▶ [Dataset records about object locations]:
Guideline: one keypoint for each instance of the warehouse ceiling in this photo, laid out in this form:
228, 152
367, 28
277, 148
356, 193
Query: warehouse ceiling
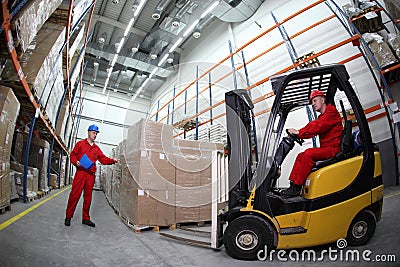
156, 28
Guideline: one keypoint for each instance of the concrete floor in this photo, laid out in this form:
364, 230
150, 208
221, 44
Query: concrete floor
39, 238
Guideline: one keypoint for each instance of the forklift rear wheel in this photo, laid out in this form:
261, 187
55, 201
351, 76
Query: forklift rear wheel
361, 228
246, 236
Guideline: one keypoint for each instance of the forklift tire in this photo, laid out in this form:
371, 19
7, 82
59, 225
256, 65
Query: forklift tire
361, 228
246, 236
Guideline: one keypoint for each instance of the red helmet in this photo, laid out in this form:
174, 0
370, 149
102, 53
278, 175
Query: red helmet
315, 93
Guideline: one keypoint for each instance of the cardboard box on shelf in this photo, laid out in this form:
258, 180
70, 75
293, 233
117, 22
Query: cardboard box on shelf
30, 19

▶ [Given problem]:
Transcribe every line of the data above verbatim, leaving out the pictures.

▶ [Reply to the exercise]:
Guideline: one keypoint for each instance of the warehouse ceiling in this photo, laid out in this form:
228, 152
367, 28
277, 148
356, 193
Query: warehouse ceiling
156, 28
Guideline: one keypoint for each instance of the concrete floor in this photo, laid out in this form:
364, 230
150, 208
221, 44
Query: concrete floor
39, 238
Guideline: one keypoint for each instance of the forklift rear wheel in this photo, laid out in this form:
261, 187
55, 201
351, 76
Query: forklift rear wheel
361, 228
246, 236
Guideline: one keypoint for each instance of the forklift tire in this photo, laid out in this form:
371, 19
7, 82
59, 225
256, 65
Query: forklift tire
361, 228
246, 236
Guideline: one keypoint for each instance of the red helmet in this photo, laid out in this form:
174, 0
370, 149
102, 53
278, 175
Query: red helmet
315, 93
Guideline: one keypoint for each instance of the cardboard box on shelf in this photo, laid out in this form:
258, 180
70, 75
293, 233
117, 22
Query: cardboard box on shelf
30, 19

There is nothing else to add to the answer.